** START **

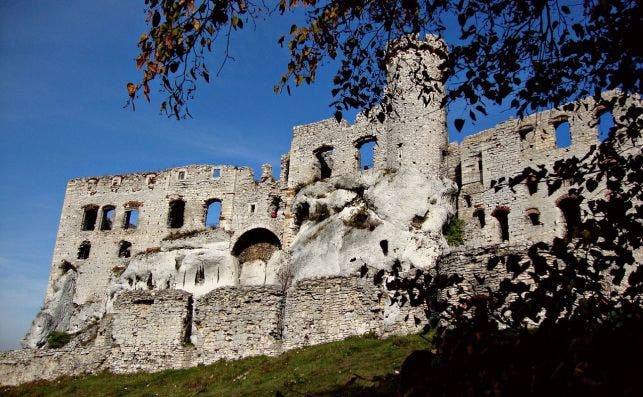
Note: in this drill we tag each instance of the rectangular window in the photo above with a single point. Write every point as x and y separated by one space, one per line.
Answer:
131 219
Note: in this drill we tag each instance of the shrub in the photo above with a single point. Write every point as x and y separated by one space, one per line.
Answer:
58 339
454 232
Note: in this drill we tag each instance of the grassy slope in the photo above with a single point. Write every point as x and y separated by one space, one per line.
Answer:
356 366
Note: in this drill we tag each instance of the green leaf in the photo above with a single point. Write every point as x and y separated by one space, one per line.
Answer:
156 19
459 123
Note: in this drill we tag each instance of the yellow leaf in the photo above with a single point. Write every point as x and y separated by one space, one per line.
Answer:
131 89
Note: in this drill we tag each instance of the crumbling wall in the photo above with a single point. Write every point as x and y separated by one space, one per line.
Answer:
327 309
244 202
238 322
150 330
21 366
490 158
411 136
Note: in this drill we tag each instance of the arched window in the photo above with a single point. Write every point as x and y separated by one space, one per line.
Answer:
534 216
131 218
107 218
479 213
175 214
212 213
563 134
532 183
324 157
83 249
256 244
90 214
569 206
502 215
124 249
605 124
366 152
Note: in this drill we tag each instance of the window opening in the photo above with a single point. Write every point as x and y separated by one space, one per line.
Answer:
131 219
502 215
83 250
366 150
150 180
525 132
89 217
563 135
532 184
479 213
570 207
480 167
124 249
213 213
274 206
175 215
605 124
325 159
107 220
534 216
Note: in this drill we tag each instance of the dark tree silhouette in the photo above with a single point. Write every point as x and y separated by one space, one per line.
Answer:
531 53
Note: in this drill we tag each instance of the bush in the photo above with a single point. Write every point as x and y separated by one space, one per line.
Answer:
454 232
58 339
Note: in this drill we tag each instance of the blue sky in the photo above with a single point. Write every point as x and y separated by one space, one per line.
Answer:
65 65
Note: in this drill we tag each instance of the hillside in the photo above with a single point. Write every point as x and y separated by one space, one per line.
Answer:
355 366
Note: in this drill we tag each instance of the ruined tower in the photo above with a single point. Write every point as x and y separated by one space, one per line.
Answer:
416 125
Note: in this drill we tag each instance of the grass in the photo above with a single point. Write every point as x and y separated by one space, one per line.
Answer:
358 366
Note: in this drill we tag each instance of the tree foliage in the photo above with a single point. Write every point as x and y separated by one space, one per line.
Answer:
529 53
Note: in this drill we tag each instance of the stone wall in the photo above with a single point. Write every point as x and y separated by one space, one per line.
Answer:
150 330
238 322
413 135
156 330
484 160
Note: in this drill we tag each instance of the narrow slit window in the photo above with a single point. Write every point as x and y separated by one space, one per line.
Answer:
107 219
534 216
605 125
570 208
502 215
90 215
175 215
563 134
480 167
213 213
532 184
366 149
124 249
479 214
325 161
131 219
83 250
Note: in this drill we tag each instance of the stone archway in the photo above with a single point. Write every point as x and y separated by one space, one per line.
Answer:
253 250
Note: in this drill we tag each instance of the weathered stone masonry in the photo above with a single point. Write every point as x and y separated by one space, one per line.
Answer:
143 279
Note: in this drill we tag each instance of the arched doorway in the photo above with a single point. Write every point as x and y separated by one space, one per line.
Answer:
253 249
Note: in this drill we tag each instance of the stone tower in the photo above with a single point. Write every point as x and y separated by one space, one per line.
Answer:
416 127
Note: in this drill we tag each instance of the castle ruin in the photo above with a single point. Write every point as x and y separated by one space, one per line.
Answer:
190 265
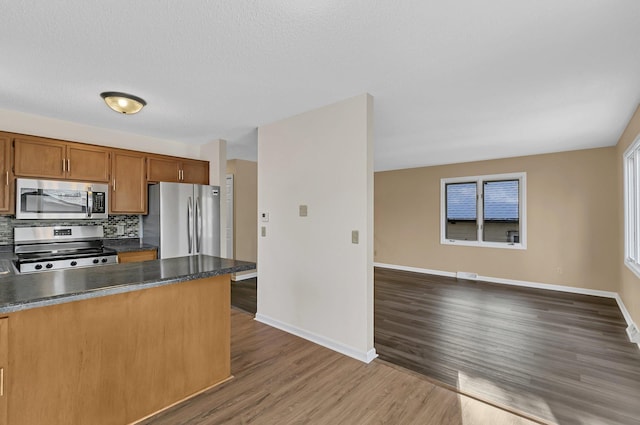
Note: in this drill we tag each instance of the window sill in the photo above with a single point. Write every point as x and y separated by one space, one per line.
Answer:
500 245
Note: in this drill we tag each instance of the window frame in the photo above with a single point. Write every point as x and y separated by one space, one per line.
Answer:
631 165
479 180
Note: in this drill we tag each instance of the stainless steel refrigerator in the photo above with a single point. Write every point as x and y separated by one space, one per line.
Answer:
183 219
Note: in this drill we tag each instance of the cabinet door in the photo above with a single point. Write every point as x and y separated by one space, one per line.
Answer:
6 177
4 360
37 157
195 172
128 184
163 169
87 163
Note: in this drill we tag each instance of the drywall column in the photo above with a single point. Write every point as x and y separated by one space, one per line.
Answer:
245 198
216 153
315 249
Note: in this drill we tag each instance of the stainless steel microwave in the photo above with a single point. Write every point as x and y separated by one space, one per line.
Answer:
47 199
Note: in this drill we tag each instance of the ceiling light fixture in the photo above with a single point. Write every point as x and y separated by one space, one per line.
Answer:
122 102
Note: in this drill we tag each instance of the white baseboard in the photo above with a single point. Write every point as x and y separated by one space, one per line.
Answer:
238 277
414 269
631 326
365 357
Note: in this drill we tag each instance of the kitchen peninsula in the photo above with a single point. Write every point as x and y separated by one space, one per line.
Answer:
113 344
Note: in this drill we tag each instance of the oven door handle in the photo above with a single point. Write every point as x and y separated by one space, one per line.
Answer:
190 224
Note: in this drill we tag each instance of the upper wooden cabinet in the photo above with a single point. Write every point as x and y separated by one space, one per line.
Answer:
54 159
178 170
128 194
195 172
6 176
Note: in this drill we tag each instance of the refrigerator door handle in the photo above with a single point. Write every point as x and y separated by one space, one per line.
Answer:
198 224
190 224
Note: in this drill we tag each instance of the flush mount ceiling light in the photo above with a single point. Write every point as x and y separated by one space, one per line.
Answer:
122 102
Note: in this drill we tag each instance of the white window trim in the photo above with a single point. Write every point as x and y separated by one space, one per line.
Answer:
523 211
631 165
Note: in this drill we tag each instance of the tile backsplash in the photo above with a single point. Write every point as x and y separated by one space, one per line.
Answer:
131 225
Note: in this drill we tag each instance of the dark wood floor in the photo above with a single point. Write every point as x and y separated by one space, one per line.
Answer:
561 357
280 379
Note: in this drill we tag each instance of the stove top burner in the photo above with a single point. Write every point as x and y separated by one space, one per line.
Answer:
42 253
64 255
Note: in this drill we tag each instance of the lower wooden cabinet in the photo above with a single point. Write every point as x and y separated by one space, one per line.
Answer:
137 256
116 359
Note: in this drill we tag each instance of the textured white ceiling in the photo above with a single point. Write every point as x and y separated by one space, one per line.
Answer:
452 81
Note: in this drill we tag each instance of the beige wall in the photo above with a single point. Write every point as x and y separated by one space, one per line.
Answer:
245 208
629 283
572 230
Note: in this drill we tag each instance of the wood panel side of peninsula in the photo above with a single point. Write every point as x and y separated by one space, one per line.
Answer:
118 358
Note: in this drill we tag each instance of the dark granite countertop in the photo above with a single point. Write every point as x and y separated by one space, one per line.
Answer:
24 291
127 245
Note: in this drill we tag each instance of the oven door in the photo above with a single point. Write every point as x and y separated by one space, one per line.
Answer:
47 199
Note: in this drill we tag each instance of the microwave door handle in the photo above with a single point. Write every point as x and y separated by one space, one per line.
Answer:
89 202
189 225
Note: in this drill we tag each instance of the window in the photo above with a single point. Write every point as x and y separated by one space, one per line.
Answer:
484 211
632 207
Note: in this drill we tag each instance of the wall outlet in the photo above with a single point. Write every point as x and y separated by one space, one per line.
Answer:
467 275
634 335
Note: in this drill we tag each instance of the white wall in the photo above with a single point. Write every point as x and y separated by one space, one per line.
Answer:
36 125
216 153
314 281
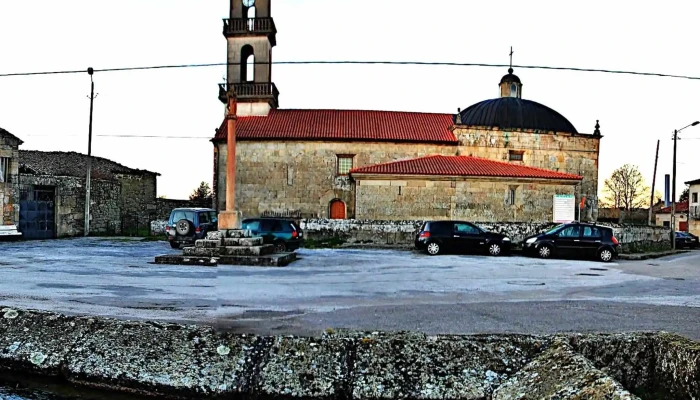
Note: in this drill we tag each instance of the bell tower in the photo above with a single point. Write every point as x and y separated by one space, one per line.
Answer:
250 35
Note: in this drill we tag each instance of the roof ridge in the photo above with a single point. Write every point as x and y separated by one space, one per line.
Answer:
354 110
397 161
523 166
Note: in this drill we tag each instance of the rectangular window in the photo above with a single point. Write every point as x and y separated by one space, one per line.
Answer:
344 164
515 155
4 169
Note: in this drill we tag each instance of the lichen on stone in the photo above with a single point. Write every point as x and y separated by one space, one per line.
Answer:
223 350
37 358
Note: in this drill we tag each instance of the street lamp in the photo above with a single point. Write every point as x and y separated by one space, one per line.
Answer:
673 187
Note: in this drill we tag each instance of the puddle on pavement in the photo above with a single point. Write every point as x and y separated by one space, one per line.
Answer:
21 387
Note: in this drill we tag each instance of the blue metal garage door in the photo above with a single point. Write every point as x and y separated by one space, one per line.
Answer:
37 212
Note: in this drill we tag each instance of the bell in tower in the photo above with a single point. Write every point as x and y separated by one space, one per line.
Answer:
510 85
250 35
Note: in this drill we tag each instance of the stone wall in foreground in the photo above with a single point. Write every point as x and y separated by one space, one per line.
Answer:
178 361
633 238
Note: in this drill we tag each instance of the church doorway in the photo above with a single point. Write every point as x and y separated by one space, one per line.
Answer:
337 209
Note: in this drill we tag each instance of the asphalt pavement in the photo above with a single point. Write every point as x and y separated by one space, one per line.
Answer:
355 289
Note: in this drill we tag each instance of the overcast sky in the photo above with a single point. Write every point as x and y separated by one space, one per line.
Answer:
51 112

** END **

What you will do ▸ Reproduce exactly the line that holds "the bell in", then every line after it, ending with the final line of the records above.

Answer for this exercise ▸
Note: in this drill we tag each instance of the bell in tower in the photo above with a single point. Write every point as x and y separated by one space, one per line.
Answer:
510 85
250 35
Note: in this drill we tag each instance of the stone wall in foreground in the photo above with a single point. Write every point as x and y separated by one space, one per line.
Answer:
178 361
633 238
Note: in this drill we tag each instance of the church doorway in the photo above with a single point. Write every point as x and y separated by one space, one per line.
Answer:
337 209
Note: in this drill we tag each instance of the asphalt pavement in the photo above with a single point. Write every point as x and y separated by one space, one per line.
Answer:
355 289
Note: in this drill we tag each instance of the overcast sky in the photo above with a single point. Write every point as x and y separated by one space, one per line.
Answer:
51 112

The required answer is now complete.